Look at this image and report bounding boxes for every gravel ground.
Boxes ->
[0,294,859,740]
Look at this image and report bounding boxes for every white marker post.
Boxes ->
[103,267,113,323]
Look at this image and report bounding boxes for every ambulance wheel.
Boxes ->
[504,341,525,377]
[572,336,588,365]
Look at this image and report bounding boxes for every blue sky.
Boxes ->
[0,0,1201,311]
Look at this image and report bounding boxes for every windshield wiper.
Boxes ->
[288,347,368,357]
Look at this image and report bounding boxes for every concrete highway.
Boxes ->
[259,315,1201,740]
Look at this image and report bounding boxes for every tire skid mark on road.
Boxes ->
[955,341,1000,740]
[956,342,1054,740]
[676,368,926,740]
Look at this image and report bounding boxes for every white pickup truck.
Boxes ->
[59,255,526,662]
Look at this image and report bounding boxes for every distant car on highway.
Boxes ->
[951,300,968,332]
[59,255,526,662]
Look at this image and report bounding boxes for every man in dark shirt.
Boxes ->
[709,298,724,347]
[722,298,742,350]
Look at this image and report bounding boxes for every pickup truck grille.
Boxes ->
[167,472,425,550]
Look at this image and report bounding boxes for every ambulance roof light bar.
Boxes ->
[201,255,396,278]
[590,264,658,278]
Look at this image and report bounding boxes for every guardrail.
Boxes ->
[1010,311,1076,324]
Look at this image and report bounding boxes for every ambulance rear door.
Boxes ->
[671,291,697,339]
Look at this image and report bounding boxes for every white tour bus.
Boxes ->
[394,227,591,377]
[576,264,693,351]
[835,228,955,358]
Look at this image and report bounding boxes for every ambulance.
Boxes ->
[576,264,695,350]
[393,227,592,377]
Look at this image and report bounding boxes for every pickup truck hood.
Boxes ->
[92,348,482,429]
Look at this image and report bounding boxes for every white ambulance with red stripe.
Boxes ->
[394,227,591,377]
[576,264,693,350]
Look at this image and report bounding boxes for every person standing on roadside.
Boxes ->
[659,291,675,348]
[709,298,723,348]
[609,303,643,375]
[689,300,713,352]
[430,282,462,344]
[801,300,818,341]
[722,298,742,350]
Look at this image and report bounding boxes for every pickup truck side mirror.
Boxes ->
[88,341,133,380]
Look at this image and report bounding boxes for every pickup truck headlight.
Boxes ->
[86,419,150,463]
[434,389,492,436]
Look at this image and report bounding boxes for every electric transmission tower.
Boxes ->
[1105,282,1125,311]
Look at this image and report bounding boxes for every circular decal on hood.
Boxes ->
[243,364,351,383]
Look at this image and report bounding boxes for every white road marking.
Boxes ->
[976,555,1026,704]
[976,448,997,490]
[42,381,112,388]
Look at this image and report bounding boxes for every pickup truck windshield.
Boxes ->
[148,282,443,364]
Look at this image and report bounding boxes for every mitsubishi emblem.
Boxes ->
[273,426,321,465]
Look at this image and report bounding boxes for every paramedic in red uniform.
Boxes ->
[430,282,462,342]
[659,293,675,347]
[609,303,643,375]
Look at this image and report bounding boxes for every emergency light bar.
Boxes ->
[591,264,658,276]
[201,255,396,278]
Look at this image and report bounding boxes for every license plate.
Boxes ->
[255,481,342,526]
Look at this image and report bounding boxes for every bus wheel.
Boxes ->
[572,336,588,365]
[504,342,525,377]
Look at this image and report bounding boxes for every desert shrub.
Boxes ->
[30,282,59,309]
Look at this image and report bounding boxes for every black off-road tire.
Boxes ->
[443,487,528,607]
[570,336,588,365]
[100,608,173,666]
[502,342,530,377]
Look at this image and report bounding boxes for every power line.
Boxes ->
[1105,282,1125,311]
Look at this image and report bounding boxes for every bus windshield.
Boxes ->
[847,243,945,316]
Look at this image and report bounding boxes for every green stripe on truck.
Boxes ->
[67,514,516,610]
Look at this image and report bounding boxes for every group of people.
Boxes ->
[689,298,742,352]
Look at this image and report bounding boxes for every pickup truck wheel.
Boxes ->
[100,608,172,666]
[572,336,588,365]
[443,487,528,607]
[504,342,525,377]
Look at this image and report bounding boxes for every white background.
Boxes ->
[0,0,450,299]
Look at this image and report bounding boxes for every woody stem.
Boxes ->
◇ ◇ ◇ ◇ ◇ ◇ ◇
Every entry above should be retyped exactly as shown.

Look at this image and report bounding boxes for every gravel ground.
Boxes ->
[0,294,859,740]
Look at this image and report bounding boxes for every white marker post.
Boxes ->
[103,267,113,323]
Look at this image and report bounding boxes for every ambulance wheel.
Boxes ->
[504,341,525,377]
[572,336,588,365]
Look at this image and report bounding boxes for every blue sky.
Boxes ->
[0,0,1201,311]
Look at this image and report bounding boxes for every windshield wiper.
Boxes ->
[288,347,368,357]
Look at this image and report bounding boxes for every concrete highway.
Boxes ->
[259,315,1201,740]
Look at this image and report bounding boxes for every tire skid mark on road.
Boxes ->
[955,341,1000,740]
[956,342,1054,740]
[676,368,926,740]
Look at this image and report bounding boxes for every white pickup truck.
Boxes ->
[59,255,526,662]
Look at this image and report bounding boxes for every distant car on highway.
Boxes ->
[951,300,968,332]
[59,255,526,662]
Look at this image and report bounding boxes for every man in dark shirt.
Boxes ->
[709,298,724,347]
[722,298,742,350]
Look at this image and report bounding boxes for every pickup truck grille.
Boxes ->
[167,472,425,550]
Look at this image and report bounding boxes for every ambulance roof light bar.
Boxes ->
[201,255,396,278]
[590,264,658,278]
Look at this image and report bounding boxes for every guardrail.
Boxes ->
[1010,311,1076,324]
Look at this image and report bounding boxes for every ambulance rear door.
Boxes ->
[671,291,697,339]
Look at this image and report bounding boxes for every white tour bus.
Boxes ->
[394,227,591,377]
[576,264,693,351]
[835,228,955,358]
Look at this image and report bounding boxes for every ambulance.
Boxes ->
[576,264,695,350]
[393,227,592,377]
Look at this image and report bounding boxes for every pickup truck hood.
Boxes ->
[92,348,482,429]
Look at this image and report bounding boxes for every white ambulance with red stripe.
Boxes ->
[394,227,591,377]
[576,264,693,350]
Look at this image and report bounding boxes for every person standing on roadside.
Boxes ->
[659,291,675,348]
[709,298,723,348]
[609,303,643,375]
[689,300,713,352]
[430,282,462,344]
[801,300,818,341]
[722,298,742,350]
Look at this image and report bounding boxes for every pickup truck side mirror.
Boxes ->
[88,341,133,380]
Look at this image and report bounding boxes for every pickup truck headlight.
Boxes ->
[86,419,150,463]
[434,389,492,436]
Look at this image and report bounding boxes for every electric transmission tower.
Boxes ->
[1105,282,1125,311]
Look at this image and report bounding boxes for every circular decal on hood.
Boxes ->
[243,364,351,383]
Look at this image and report bounding boxes for every white road marking.
Boxes ->
[976,555,1026,704]
[976,448,997,490]
[42,381,112,388]
Look at this image and report bounding boxes for every pickup truck windshield.
Boxes ->
[148,282,443,364]
Look at this image and report bounding boxes for every mitsubishi emblem.
Boxes ->
[273,426,321,465]
Look at this image and report bounding boxes for every paramedic in red uniform.
Boxes ->
[430,282,462,342]
[659,293,675,347]
[609,303,643,375]
Look at this image and report bounding boxes for every emergency light bar.
Boxes ->
[591,264,658,276]
[201,255,396,278]
Look at this image and report bounding boxes for every license plate.
Boxes ->
[255,481,342,526]
Look at this image and report bounding boxes for every bus wheel.
Boxes ->
[572,336,588,365]
[504,342,525,377]
Look at this image and report bounding boxes for every desert shrub.
Boxes ->
[30,282,59,309]
Look at this image and report bounding boxes for every black off-road tire.
Boxes ->
[443,487,528,607]
[570,336,588,365]
[100,608,173,666]
[502,342,530,377]
Look at this image and report bounding boxes for every power line.
Boxes ->
[1105,282,1125,311]
Look at this image and report bounding boxes for every bus windshield.
Boxes ->
[847,243,945,316]
Look at this image and report bounding boxes for every green stripe on truck.
Boxes ->
[67,514,516,610]
Look at this image and report bounding boxes for every group of people.
Boxes ->
[689,298,742,352]
Look at this image and report bounding boxes for every pickup truck wheel.
Boxes ->
[100,608,172,666]
[572,336,588,365]
[443,487,528,607]
[504,342,525,377]
Look at this image and report bounding boxes for every white background.
Boxes ->
[0,0,450,299]
Look at this image and report bounding boxes for every woody stem.
Boxes ->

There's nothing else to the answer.